Aux sources de l'Oued Saoura (1ère partie)
par Farouk Zahi

Le triptyque «Sport, culture et tourisme» est le thème récurrent de ces joutes sportives qui sont à leur douzième année. Abdelmadjid Rezkane, manager général de l'entreprise, aura réussi le pari là où de nombreuses tentatives ont échoué au bout d'une ou deux éditions. Le froid cinglant des matins sahariens fouette les visages des compétiteurs venus d'ici et d'ailleurs ; ils sautillent pour se réchauffer les membres inférieurs engourdis par la gelée matinale. Si l'été est connu pour être torride dans ces contrées, le froid continental n'est pas moins indisposant jusqu'au lever franc du jour. La longue procession, constituée de bus et de 4x4, quitte le camp de jeunes de Taghit, fraîchement réceptionné et mis à la disposition des organisateurs. Implanté sur le plateau du village naissant de Zaouïa El Fougania, il est prévu pour recevoir 500 hôtes dont la moitié en camping libre, offrant ainsi la sécurité du gîte et le confort tout relatif propre à la randonnée saharienne.
Encadrée par un service d'ordre impeccable constitué de la Gendarmerie nationale, la Sûreté nationale et de Services annexes (Santé et Protection civile), la caravane se dirige sur Igli à une soixantaine de kilomètres au sud-ouest de Taghit. La route revêtue à l'enrobé et nettement matérialisée rend le parcours plus plaisant. Elle permet au regard de fouiller ces immensités ocres. Monotone certes, la platitude de la hamada offre une myriade de tons agréables à la vue. La pureté du ciel et la lumière profuse permettent aux éminences rocheuses d'exhiber, dans une sorte de ballet clair-obscur muet, des tableaux époustouflants d'ombres chinoises. Le couvert végétal fait de touffes herbeuses steppiques agrémente l'espace saharien et lutte crânement contre la désertification sablonneuse.
Les quelques maigres champs rencontrés, qui semblent lutter contre l'adversité climatique, sont semés de jeunes plants d'oliviers et de palmiers. Le PPDRI, cher à Rachid Benaïssa, fera-il sortir le Sud de sa torpeur séculaire par le développement durable ? Seul l'avenir nous le dira.
La pente douce amorcée par la route préfigure de l'approche d'Igli qui, comme tous les groupements humains oasiens, se blottit dans un vallon creusé par un cours d'eau. Un chantier des travaux publics s'affaire à jeter un pont sur un oued immensément large dont seul le grand Sud en détient le secret. L'œuvre d'art de plusieurs centaines de mètres, construite sur d'imposants cubes creux en béton, mettra probablement fin à l'isolement occasionné épisodiquement par les crues impétueuses de ces «fleuves» du désert.

Données d'entrée ->
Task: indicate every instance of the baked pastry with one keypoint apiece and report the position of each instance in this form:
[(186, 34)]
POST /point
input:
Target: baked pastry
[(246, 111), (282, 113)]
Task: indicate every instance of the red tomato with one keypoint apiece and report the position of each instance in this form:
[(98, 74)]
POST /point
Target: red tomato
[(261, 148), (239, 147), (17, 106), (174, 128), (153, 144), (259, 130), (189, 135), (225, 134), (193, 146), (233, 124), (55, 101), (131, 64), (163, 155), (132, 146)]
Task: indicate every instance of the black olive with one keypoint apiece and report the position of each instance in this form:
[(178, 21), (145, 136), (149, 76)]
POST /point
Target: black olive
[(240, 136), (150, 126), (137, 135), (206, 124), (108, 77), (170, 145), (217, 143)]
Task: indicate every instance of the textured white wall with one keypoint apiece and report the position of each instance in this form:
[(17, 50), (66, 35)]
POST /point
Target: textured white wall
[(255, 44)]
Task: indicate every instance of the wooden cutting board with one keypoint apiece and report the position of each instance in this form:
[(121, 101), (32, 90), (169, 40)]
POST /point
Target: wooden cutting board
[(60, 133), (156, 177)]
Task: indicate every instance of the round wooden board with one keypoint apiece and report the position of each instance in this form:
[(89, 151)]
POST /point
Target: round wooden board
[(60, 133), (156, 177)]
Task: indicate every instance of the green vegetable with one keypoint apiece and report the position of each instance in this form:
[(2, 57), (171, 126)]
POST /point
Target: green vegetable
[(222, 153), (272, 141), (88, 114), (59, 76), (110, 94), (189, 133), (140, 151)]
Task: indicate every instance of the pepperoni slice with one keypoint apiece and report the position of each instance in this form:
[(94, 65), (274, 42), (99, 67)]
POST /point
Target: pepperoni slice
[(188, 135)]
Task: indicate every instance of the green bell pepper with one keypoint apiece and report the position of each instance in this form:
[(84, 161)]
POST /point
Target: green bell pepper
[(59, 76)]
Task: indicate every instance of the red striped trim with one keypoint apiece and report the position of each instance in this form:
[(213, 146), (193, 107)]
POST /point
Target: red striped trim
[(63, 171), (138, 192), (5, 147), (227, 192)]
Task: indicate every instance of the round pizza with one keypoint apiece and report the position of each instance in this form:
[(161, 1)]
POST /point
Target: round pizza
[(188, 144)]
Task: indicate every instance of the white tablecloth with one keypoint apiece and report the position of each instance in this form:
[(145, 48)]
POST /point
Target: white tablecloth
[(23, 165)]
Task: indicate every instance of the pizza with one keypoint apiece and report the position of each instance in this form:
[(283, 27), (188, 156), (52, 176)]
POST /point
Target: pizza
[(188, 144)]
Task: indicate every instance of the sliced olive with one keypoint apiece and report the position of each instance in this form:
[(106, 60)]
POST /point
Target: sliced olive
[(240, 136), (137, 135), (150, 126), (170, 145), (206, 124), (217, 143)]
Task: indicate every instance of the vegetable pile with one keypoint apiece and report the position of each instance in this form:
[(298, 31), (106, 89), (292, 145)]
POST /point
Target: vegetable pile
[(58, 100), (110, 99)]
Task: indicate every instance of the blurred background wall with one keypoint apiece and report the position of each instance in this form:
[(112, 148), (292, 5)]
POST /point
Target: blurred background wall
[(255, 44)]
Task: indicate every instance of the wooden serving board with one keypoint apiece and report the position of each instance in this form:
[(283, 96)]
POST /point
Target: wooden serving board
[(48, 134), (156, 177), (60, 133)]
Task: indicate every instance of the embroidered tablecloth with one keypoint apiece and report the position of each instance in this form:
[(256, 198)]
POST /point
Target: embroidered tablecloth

Énoncé 1 ->
D'après le texte sur l'Oued Saoura, quels corps forment le service d'ordre qui encadre la caravane ? Donnez-les sous forme de liste.
Énoncé 2 ->
Recopiez en liste numérotée les lignes des enregistrements, sans les lignes vides. Commencez à la ligne qui contient « Task: indicate every instance of the blurred » et allez jusqu'à la fin des enregistrements, les deux bouts compris.

Réponse écrite 1 ->
- Gendarmerie nationale
- Sûreté nationale
- Santé
- Protection civile

Réponse écrite 2 ->
1. Task: indicate every instance of the blurred background wall with one keypoint apiece and report the position of each instance in this form:
2. [(112, 148), (292, 5)]
3. POST /point
4. Target: blurred background wall
5. [(255, 44)]
6. Task: indicate every instance of the wooden serving board with one keypoint apiece and report the position of each instance in this form:
7. [(283, 96)]
8. POST /point
9. Target: wooden serving board
10. [(48, 134), (156, 177), (60, 133)]
11. Task: indicate every instance of the embroidered tablecloth with one keypoint apiece and report the position of each instance in this form:
12. [(256, 198)]
13. POST /point
14. Target: embroidered tablecloth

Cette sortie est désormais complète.